── TEXTO PROPORCIONADO ──

Los 50 años del Acuerdo de Ginebra – Emilio Figueredo

Los 50 años del Acuerdo de Ginebra

Emilio Figueredo

19 de febrero de 2016

 

La cuestión que ahora nos interesa, en vista de marchas ydescarga (1) contramarchas que han surgido recientemente sobre la cuestión de la frontera oriental de Venezuela, es conocer y entender bien qué significó y significa el Acuerdo de Ginebra que se realizó el 10 de febrero de 1966, durante la presidencia de Raúl Leoni, y que fue suscrito por el entonces canciller de Venezuela, Ignacio Iribarren Borges, por Michael Stewart, Secretario de Estado para Relaciones Exteriores por el Reino Unido, y por el primer ministro de Guyana, Forbes Burnham. Aunque la historia es mucho más larga, desde que  la corona  española delimitó la entonces Gobernación de Venezuela, nuestra realidad limítrofe actual parte de ese ya cincuentenario Acuerdo de Ginebra.

 

En primer lugar es bueno hacer una breve explicación de los antecedentes que condujeron al previo y lamentable laudo de París de 1899.

 

Uno de los errores conceptuales más serios que ha tenido la reclamación del llamado «territorio Esequibo» ha sido insistir en que el límite está en el río Esequibo;  digo esto porque al hacerlo, por las razones históricas que sean, se desconoce el decreto del Libertador en Angostura el 15 de octubre de 1817, que fijó de manera inequívoca como límite la margen izquierda del río Moruco. Este hecho fundamental de nuestra vida republicana no puede ser desconocido por investigaciones históricas que se remontan a nuestra a veces imprecisa historia.

 

Pero si esto no fuera suficiente hay otro antecedente en 1840 cuando el ministro plenipotenciario venezolano, Alejo Fortique, negoció en Londres con el entonces canciller británico Lord Aberdeen, los límites entre la colonia inglesa y la República de Venezuela y llega a un acuerdo con éste de que la línea divisoria estaría en el río Moruco.

 

Por supuesto, como siempre ha ocurrido en nuestra historia, el Congreso y la opinión pública venezolanos de la época rechazaron ese acuerdo que se correspondía con lo fijado por el padre de la patria, y allí continúa la historia del despojo.

 

No me voy a extender en esta ocasión con las distintas líneas fronterizas que plasmó en diversos mapas el geógrafo prusiano Robert Hermann Schomburgk porque es obvio que estas respondían a los intereses británicos de extender sus límites hasta el río Orinoco, ya que en su visión geopolítica de la época su objetivo era poder controlar la desembocadura de los principales ríos para controlar el comercio. Vale la pena recordar el intento británico fracasado de controlar la desembocadura del Río de la Plata en 1806 y 1807.

───
── MATERIAL DEL EJERCICIO ──

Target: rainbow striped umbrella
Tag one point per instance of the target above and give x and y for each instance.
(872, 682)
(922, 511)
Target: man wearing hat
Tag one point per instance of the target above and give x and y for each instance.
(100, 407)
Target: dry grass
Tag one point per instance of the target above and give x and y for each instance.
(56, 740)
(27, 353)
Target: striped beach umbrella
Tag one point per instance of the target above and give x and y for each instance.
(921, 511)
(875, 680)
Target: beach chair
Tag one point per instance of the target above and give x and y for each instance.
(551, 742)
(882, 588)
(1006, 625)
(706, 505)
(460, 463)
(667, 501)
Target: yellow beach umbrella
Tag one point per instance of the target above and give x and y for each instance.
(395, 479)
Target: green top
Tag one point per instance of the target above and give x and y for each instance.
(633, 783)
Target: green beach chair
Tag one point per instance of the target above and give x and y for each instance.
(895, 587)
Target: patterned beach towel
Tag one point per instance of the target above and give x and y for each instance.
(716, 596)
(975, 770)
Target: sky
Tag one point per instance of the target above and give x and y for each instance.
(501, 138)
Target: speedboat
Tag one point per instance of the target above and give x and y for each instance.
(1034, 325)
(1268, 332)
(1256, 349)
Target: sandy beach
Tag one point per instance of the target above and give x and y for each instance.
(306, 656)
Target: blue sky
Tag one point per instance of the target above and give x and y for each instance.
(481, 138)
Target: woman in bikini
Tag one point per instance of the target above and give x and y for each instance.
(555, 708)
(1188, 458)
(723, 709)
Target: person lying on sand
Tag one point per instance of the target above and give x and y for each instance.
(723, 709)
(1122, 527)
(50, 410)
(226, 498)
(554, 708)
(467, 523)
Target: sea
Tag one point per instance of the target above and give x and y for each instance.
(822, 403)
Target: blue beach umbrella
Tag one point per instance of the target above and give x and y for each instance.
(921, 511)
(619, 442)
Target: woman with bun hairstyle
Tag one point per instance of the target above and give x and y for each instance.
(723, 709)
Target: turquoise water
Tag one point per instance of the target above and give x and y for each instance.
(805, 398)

───

§ TRABAJO REQUERIDO
a) Enumere todos los ríos que se mencionan en el artículo sobre el Acuerdo de Ginebra.
b) Desplace en -133 cada coordenada de las respuestas y transcriba de nuevo los registros, con sus indicaciones incluidas, desde la línea que contiene "Target: turquoise water" hasta el final de los registros.

§ RESPUESTAS COMPLETAS
a)
- Río Esequibo
- Río Moruco
- Río Orinoco
- Río de la Plata

b)
Target: turquoise water
Tag one point per instance of the target above and give x and y for each instance.
(672, 265)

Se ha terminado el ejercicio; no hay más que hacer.